Extracted text >>
----

Journal Papers
B. Mériaux, C. Ren, A. Breloy, M.N. El Korso and P. Forster, "Matched and Mismatched Estimation of Kronecker Product of Linearly Structured Scatter Matrices under Elliptical Distributions", in IEEE Transactions on Signal Processing (2020) (pdf)
Abstract: The estimation of covariance matrices is a core problem in many modern adaptive signal processing applications. For matrix-and array-valued data, e.g., MIMO communication, EEG/MEG (time versus channel), the covariance matrix of vectorized data may belong to the non-convex set of Kronecker product structure. In addition, the Kronecker factors can also exhibit an additional linear structure. Taking this prior knowledge into account during the estimation process drastically reduces the amount of unknown parameters, and then improves the estimation accuracy. On the other hand, the broad class of complex elliptically symmetric distributions, as well as the related complex angular elliptical distribution, are particularly suited to model heavy-tailed multivariate data. In this context, we first establish novel robust estimators of scatter and shape matrices (both related to a covariance matrix), having a Kronecker product structure with linearly structured Kronecker factors. Then, we conduct a theoretical analysis of their asymptotic performance (i.e., consistency, asymptotic distribution and efficiency), in matched and mismatched scenarios, i.e., when misspecifications between the true and assumed models occur. Finally, numerical results illustrate the theoretical analysis and assess the usefulness of the proposed estimators.
B. Mériaux, C. Ren, M.N. El Korso, A. Breloy and P. Forster, "Robust Estimation of Structured Scatter Matrices in (Mis)matched Models", in Elsevier Signal Processing (2019), vol 165, pp. 163-174 (pdf)
Abstract: Covariance matrix estimation is a ubiquitous problem in signal processing. In most modern signal processing applications, data are generally modeled by non-Gaussian distributions with covariance matrices exhibiting a particular structure. Taking into account this structure and the non-Gaussian behavior improve drastically the estimation accuracy. In this paper, we consider the estimation of structured scatter matrix for complex elliptically distributed observations, where the assumed model can differ from the actual distribution of the observations. Specifically, we tackle this problem, in a mismatched framework, by proposing a novel estimator, named StructurEd ScAtter Matrix Estimator (SESAME), which is based on a two-step estimation procedure. We conduct theoretical analysis on the unbiasedness and the asymptotic efficiency and Gaussianity of SESAME. In addition, we derive a recursive estimation procedure that iteratively applies the SESAME method, called Recursive-SESAME (R-SESAME), reaching with improved performance at lower sample support the (Mismatched) Cramér-Rao Bound. Furthermore, we show that some special cases of the proposed method allow to retrieve preexisting methods. Finally, numerical results corroborate the theoretical analysis and assess the usefulness of the proposed algorithms.

----

Written task 1 >> From the journal papers list above, name every author of the paper titled "Matched and Mismatched Estimation of Kronecker Product of Linearly Structured Scatter Matrices under Elliptical Distributions."
Written task 2 >> Pick up the journal papers list on structured scatter matrix estimation after its final sentence and carry it forward.

Source excerpt >>
----

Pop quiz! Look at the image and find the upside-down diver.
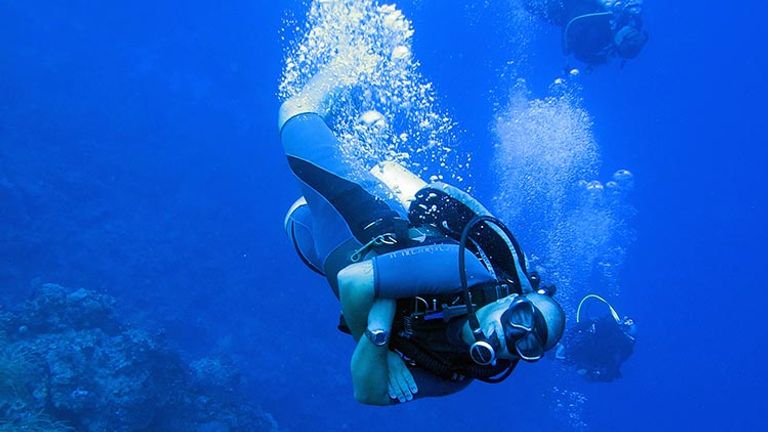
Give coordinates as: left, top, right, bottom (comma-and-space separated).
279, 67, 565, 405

----

Answer 1 >> B. Mériaux, C. Ren, A. Breloy, M.N. El Korso, P. Forster

Answer 2 >>
B. Mériaux, C. Ren, M.N. El Korso, A. Breloy and P. Forster, "Asymptotic Performance of Complex M-estimators for Multivariate Location and Scatter Estimation", in IEEE Signal Processing Letters (2019), vol. 26, no. 2, pp. 367-371 (pdf)
Abstract: The joint estimation of means and scatter matrices is often a core problem in multivariate analysis. In order to overcome robustness issues, such as outliers from Gaussian assumption, M-estimators are now preferred to the traditional sample mean and sample covariance matrix. These estimators are well established and studied in the real case since the seventies. Their extension to the complex case has drawn recent interest. In this letter, we derive the asymptotic performance of complex M-estimators for multivariate location and scatter matrix estimation.
B. Mériaux, X. Zhang, M.N. El Korso and M. Pesavento, "Iterative Marginal Maximum Likelihood DOD and DOA Estimation for MIMO Radar in the Presence of SIRP Clutter", in Elsevier Signal Processing (2019), vol 155, pp. 384-390 (pdf)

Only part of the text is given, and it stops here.